** begin Records supplied **

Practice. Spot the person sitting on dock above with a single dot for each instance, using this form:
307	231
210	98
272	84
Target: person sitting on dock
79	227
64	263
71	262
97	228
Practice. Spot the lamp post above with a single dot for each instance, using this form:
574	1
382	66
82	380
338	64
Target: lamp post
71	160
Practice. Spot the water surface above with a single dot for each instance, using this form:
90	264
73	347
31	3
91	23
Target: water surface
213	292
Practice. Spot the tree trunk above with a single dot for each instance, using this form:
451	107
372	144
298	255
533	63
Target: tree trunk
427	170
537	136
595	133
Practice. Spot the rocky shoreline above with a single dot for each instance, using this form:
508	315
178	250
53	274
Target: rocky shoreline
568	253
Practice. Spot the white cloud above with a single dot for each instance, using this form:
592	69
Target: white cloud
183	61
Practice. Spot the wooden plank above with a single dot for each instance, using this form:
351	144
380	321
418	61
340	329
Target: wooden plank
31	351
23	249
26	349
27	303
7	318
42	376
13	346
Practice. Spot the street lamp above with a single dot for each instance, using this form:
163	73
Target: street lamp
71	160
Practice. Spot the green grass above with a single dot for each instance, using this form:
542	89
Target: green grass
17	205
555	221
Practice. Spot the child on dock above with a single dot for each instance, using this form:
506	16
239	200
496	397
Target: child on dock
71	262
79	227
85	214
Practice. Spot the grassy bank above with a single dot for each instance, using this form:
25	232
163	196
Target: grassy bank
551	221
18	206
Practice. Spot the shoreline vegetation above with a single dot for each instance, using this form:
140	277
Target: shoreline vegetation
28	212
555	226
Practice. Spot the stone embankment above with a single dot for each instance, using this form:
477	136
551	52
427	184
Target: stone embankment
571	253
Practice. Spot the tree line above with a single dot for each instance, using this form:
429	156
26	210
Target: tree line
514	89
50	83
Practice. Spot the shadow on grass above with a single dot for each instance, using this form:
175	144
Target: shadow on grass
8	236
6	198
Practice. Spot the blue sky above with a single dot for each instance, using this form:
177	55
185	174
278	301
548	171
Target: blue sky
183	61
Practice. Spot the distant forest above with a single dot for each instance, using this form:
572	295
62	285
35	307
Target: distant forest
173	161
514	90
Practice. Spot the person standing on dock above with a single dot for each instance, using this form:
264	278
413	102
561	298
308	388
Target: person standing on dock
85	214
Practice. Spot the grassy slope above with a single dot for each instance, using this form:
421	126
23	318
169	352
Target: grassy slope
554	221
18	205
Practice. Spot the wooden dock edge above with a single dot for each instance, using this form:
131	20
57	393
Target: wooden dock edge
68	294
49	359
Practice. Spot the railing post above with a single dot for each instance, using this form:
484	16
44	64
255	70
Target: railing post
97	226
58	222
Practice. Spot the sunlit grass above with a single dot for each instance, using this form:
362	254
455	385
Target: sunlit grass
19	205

** end Records supplied **
** begin Records supplied **

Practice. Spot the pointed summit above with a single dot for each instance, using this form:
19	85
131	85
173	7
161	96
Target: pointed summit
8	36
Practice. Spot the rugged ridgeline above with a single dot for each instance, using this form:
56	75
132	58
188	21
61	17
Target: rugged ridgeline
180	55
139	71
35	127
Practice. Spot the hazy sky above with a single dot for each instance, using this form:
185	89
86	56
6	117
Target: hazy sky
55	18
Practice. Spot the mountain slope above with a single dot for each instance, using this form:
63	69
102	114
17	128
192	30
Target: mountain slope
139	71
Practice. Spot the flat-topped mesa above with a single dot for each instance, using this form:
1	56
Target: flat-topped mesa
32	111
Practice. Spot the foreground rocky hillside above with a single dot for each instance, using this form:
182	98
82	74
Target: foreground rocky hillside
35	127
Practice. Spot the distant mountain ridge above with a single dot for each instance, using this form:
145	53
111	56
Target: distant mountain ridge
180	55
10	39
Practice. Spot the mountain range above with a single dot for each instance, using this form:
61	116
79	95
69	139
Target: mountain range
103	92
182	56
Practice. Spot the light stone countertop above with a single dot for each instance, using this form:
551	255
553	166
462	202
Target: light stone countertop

** end Records supplied **

**Short task**
Swap "single dot" for "single mark" in the listing lines between the one holding "Practice. Spot the rugged" and the one holding "Target: light stone countertop", inclusive. Return only those lines, with everything else left unchanged.

**Output for this task**
Practice. Spot the rugged ridgeline above with a single mark for each instance, using this form:
56	75
132	58
188	21
61	17
Target: rugged ridgeline
180	55
139	71
35	127
Practice. Spot the hazy sky above with a single mark for each instance, using this form:
185	89
86	56
6	117
Target: hazy sky
55	18
Practice. Spot the mountain slope above with a single mark for each instance, using this form:
63	69
102	114
17	128
192	30
Target: mountain slope
139	71
Practice. Spot the flat-topped mesa above with a single mark for each instance, using this form:
1	56
Target: flat-topped mesa
32	111
Practice. Spot the foreground rocky hillside above with a single mark for each instance, using this form:
182	98
82	74
Target: foreground rocky hillside
35	127
Practice. Spot the distant mountain ridge above with a single mark for each instance, using this form:
145	53
111	56
Target: distant mountain ridge
180	55
10	39
Practice. Spot the mountain range above with a single mark for each instance, using this form:
61	116
79	95
69	139
Target: mountain range
103	92
182	56
Practice. Spot the light stone countertop above with a single mark for each instance, using this form:
551	255
553	166
462	202
Target: light stone countertop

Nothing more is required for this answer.